* _WHAT IS EXPECTED_
Write out the entries, please, from the line containing "For every instance of the door" through their final line, exactly and with nothing else.

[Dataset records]
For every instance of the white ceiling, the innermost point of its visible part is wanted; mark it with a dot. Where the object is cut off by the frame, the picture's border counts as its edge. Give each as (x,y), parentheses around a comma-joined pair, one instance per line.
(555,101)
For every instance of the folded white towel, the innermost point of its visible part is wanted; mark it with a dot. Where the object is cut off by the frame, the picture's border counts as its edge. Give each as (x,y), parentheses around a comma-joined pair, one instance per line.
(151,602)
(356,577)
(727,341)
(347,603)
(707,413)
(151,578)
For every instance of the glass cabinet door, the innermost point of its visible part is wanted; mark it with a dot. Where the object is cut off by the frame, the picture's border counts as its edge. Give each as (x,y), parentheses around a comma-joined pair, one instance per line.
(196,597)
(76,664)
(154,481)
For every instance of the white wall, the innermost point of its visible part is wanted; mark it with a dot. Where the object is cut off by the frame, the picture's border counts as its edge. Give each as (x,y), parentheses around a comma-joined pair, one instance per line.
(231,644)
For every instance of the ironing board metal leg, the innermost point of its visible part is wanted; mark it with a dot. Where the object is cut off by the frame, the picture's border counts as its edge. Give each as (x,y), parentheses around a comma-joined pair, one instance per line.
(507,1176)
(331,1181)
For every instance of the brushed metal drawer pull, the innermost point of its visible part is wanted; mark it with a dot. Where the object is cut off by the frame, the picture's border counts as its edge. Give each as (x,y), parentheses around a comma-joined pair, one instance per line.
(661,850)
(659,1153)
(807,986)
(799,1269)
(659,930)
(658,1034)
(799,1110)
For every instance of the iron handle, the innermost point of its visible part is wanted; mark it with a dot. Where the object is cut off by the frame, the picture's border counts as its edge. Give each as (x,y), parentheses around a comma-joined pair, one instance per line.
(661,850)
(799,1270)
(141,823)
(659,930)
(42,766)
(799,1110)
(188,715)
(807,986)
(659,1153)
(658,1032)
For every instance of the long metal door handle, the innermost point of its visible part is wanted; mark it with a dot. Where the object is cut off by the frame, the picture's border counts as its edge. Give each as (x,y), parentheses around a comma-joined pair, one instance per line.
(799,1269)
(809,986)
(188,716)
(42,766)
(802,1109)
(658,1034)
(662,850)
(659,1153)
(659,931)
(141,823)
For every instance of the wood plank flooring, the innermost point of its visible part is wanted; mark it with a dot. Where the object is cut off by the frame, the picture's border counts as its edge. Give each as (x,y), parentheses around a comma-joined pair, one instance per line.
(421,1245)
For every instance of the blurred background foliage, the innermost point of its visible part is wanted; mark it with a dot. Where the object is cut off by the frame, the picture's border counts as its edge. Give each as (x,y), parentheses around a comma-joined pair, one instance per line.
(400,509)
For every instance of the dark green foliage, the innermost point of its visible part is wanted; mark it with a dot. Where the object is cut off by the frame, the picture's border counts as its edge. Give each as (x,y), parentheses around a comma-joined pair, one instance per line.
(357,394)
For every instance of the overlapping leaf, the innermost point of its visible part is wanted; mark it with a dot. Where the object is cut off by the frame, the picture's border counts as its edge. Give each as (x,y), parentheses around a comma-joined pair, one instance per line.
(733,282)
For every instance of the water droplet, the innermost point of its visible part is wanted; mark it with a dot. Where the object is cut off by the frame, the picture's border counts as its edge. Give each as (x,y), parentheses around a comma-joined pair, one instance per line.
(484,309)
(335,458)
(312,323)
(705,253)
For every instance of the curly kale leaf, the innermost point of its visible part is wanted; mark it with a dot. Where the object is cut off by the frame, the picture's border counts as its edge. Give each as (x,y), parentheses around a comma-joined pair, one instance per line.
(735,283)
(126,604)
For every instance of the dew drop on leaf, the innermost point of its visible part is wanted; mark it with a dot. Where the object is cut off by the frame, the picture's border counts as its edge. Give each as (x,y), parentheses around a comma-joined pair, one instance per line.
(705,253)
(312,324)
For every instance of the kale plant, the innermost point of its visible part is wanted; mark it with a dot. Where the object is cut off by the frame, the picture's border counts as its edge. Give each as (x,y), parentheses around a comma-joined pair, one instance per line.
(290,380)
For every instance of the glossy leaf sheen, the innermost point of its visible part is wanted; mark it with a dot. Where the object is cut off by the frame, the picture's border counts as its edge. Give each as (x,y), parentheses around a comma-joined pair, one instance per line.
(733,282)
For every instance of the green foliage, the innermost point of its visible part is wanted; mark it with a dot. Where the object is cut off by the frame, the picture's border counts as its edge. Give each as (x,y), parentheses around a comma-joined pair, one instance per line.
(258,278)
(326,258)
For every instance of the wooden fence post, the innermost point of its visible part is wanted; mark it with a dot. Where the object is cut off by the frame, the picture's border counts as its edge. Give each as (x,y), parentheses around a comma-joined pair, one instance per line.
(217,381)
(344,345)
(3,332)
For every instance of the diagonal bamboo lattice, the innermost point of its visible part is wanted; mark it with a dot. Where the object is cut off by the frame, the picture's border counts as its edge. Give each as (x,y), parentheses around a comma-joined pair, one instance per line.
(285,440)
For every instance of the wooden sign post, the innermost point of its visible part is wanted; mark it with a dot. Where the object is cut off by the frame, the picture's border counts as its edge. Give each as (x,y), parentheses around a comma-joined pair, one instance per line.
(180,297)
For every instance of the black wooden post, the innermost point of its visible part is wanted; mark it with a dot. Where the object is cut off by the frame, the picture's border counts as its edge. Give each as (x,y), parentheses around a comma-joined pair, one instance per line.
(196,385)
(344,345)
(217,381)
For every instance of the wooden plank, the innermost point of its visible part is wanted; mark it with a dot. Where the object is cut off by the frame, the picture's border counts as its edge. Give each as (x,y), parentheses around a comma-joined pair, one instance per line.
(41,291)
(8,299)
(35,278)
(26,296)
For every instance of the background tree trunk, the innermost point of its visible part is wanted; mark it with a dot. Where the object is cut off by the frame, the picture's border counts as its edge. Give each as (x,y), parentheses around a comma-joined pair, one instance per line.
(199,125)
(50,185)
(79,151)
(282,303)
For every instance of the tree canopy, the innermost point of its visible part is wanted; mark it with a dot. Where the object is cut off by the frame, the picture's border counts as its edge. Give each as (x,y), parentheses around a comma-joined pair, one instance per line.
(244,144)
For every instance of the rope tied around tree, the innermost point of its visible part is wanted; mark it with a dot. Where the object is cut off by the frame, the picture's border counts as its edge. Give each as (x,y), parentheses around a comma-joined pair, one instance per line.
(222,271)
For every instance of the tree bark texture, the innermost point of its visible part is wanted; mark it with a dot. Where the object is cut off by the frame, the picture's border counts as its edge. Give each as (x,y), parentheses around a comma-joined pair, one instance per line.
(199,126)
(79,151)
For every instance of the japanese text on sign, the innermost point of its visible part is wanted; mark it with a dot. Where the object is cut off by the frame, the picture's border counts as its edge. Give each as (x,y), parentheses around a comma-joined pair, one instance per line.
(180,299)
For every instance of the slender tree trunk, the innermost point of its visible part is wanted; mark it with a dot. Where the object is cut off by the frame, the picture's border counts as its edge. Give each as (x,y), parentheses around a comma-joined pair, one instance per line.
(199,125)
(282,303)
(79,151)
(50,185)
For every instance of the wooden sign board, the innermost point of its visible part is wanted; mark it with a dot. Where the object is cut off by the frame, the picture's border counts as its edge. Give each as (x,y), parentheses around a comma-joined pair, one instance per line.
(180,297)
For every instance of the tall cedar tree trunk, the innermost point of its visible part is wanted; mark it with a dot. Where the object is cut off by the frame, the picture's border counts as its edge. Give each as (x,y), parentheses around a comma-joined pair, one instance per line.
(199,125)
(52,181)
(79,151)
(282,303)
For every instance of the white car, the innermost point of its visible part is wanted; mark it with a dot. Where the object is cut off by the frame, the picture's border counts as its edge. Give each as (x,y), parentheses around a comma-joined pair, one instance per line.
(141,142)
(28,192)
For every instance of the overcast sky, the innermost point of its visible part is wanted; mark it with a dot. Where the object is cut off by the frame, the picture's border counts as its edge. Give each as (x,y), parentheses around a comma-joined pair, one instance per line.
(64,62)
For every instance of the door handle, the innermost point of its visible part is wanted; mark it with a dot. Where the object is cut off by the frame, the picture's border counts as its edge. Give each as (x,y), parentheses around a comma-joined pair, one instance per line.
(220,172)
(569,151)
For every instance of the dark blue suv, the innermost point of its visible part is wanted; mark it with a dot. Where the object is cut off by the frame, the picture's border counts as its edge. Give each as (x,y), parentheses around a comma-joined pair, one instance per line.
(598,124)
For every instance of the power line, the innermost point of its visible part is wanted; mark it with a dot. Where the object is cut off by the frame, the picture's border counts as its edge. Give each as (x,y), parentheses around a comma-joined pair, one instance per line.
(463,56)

* _COMPLETE ANSWER_
For every instance of the door handle, the innermost point of its visible part is wanted; mark it with a dot. Where the object is cut off by the frame, the picture's border counts as its edge. Give each as (x,y), parentheses around a comma-joined pair, one instance per line.
(220,172)
(569,151)
For every instance of the dark blue suv, the innermost point of its visible part is wanted; mark it with a dot. Where the object is cut off by the frame, the picture's border counts as its edge. Give each as (x,y), parentheses around a comma-joined pair, one instance per line.
(598,124)
For every instance of the power line, the innermost point of its visible part is wanted; mark it with a dot. Where the object is cut off by the frame, the picture's border counts as its edge. Give each as (x,y), parentheses around a comma-joined pair, one instance per line.
(463,56)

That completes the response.